TRECHO DO TEXTO:
»»

Intimidade com o Todo-Poderoso
Coisas profundas são intrigantes. Selvas profundas. Águas profundas. Cavernas profundas, desfiladeiros profundos. Pensamentos profundos e conversas profundas.
Não há nada como a profundidade para nos tornar insatisfeitos com as coisas superficiais, rasas. Uma vez que tenhamos cavado abaixo da superfície, e experimentado as maravilhas e os mistérios que há na profundidade, percebemos o valor de investirmos o tempo necessário e enfrentarmos todo obstáculo para alcançarmos essas profundezas.
Isso é particularmente verdadeiro no reino espiritual. Deus nos convida a irmos mais a fundo, e não ficarmos satisfeitos com os aspectos superficiais.
Lemos nas Escrituras que o Espírito de Deus “a todas as cousas perscruta, até mesmo as profundezas de Deus” (1 Co 2:10). A profundidade de sua sabedoria e de seus caminhos é definida como “insondável” e “inescrutável”, de acordo com Romanos 11:33:
Ó profundidade da riqueza, tanto da sabedoria como do conhecimento de Deus! Quão insondáveis são os seus juízos, e quão inescrutáveis, os seus caminhos!
Próximo ao fim de suas tribulações, Jó refere-se aos propósitos profundos, misteriosos e inexplicáveis do Senhor como sendo “cousas maravilhosas demais para mim, cousas que eu não conhecia” (Jó 42:3). O profeta Daniel afirmou que Deus “revela o profundo e o escondido” e que “conhece o que está em trevas” (Dn 2:22).
Em outro lugar lemos que o nosso Deus “das trevas manifesta cousas profundas e traz à luz a densa escuridade” (Jó 12:22). O salmista testifica que são “os teus juízos, como um abismo profundo” (Sl 36:6).

««

TAREFA PROPOSTA 1: Transcreva uma parte do texto sobre as coisas profundas, começando nas palavras "Não há nada" e parando depois de "alcançarmos essas profundezas.".
O texto e as linhas não têm nenhuma relação entre si.

LINHAS APRESENTADAS:
»»

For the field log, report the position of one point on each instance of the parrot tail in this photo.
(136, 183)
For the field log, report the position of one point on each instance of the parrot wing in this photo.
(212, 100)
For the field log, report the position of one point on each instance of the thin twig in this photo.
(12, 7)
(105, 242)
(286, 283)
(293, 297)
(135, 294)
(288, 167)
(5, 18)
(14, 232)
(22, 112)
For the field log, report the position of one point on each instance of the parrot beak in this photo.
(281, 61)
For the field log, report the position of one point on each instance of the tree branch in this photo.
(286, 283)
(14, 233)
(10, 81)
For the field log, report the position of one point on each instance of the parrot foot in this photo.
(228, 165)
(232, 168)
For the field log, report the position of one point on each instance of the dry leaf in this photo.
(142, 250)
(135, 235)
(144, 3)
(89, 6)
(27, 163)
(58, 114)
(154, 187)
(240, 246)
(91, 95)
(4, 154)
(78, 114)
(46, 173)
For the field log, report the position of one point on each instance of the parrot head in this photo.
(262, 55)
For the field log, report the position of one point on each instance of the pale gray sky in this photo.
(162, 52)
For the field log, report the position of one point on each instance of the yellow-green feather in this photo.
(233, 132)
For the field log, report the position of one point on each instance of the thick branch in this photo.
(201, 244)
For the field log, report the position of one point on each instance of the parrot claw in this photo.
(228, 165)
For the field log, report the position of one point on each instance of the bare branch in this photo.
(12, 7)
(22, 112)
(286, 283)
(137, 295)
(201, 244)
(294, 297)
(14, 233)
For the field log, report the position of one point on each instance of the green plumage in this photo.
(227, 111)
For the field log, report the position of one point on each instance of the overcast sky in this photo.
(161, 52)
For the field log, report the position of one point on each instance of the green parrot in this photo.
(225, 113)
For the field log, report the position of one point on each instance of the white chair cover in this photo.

««

TAREFA PROPOSTA 2: Extraia das linhas acima todas as que contêm a sequência "green".

RESPOSTA ESCRITA 1:
Não há nada como a profundidade para nos tornar insatisfeitos com as coisas superficiais, rasas. Uma vez que tenhamos cavado abaixo da superfície, e experimentado as maravilhas e os mistérios que há na profundidade, percebemos o valor de investirmos o tempo necessário e enfrentarmos todo obstáculo para alcançarmos essas profundezas.

RESPOSTA ESCRITA 2:
For the field log, report the position of one point on each instance of the yellow-green feather in this photo.
For the field log, report the position of one point on each instance of the green plumage in this photo.
For the field log, report the position of one point on each instance of the green parrot in this photo.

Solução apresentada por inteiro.